# WHAT YOU ARE ASKED TO DO
Carry over every entry exactly as it appears in the records.

# GIVEN DATA

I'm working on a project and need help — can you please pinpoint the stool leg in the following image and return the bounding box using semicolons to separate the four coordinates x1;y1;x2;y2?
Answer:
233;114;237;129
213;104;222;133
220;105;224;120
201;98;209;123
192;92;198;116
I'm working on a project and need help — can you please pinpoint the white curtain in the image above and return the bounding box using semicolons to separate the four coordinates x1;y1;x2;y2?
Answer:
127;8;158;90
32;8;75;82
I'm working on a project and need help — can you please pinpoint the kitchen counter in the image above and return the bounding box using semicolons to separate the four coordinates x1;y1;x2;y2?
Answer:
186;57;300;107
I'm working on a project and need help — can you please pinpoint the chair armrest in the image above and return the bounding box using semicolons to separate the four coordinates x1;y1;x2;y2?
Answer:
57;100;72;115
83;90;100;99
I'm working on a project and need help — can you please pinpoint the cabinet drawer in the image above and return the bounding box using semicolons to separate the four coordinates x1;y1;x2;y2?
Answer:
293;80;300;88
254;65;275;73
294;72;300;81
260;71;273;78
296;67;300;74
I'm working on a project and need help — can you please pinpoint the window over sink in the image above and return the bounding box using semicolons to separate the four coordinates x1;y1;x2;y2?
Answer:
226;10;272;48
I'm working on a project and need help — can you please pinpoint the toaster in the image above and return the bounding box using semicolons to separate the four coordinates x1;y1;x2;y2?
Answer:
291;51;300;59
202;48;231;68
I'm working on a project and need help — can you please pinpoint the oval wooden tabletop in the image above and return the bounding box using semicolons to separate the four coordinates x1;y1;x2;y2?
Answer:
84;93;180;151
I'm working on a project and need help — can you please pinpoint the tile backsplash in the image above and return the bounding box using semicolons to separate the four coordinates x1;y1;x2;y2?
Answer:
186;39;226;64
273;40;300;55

# WRITTEN ANSWER
I'm working on a project and need help — can you please pinpoint the stool leg in the following image and return the bounding box using semicolons to separate the four coordinates x1;y1;x2;y2?
Answer:
233;114;237;129
213;104;222;133
220;105;224;120
201;98;209;123
192;92;198;116
I'm working on a project and need help — can you please pinpoint the white curtain in the image above and return the bounding box using semicolons to separate the four coordinates x1;y1;x2;y2?
Answer:
127;8;158;90
32;8;75;82
I'm working on a project and need help — can you please pinpoint the kitchen counter in the image above and return the bounding box using semicolons to separate the four coordinates x1;y1;x2;y2?
Answer:
186;57;300;107
I'm working on a project and need help — can you please pinpoint the chair armrest in the image above and return the bounding box using semicolons to separate the four coordinates x1;y1;x2;y2?
Answer:
57;100;72;115
83;90;100;99
I'm working on a project and need help — can you please pinpoint the cabinet drawer in the image above and return the bounding box using semicolons to separate the four coordinates x1;y1;x2;y2?
Answer:
293;80;300;88
254;65;275;73
294;72;300;81
260;71;273;78
296;67;300;74
I'm working on a project and need help — can you please pinpoint the window over sink in the image above and return the bounding box using semicolons to separate the four coordinates x1;y1;x2;y2?
Answer:
226;10;272;48
I'm working on a project and need help — can you please pinpoint the toaster in the image above and return the bounding box using semicolons to separate the four coordinates x1;y1;x2;y2?
Answer:
291;51;300;59
202;48;231;68
I'm working on a project and need help — can you please pinpoint the oval wooden tabletop in the image above and return the bounding box using semicolons to separate the four coordinates x1;y1;x2;y2?
Answer:
84;93;180;151
I'm working on a project and need help — can you please pinpoint the tile backsplash in the image above and return the bounding box using semicolons to separate the four coordinates x1;y1;x2;y2?
Answer:
186;39;226;64
273;40;300;55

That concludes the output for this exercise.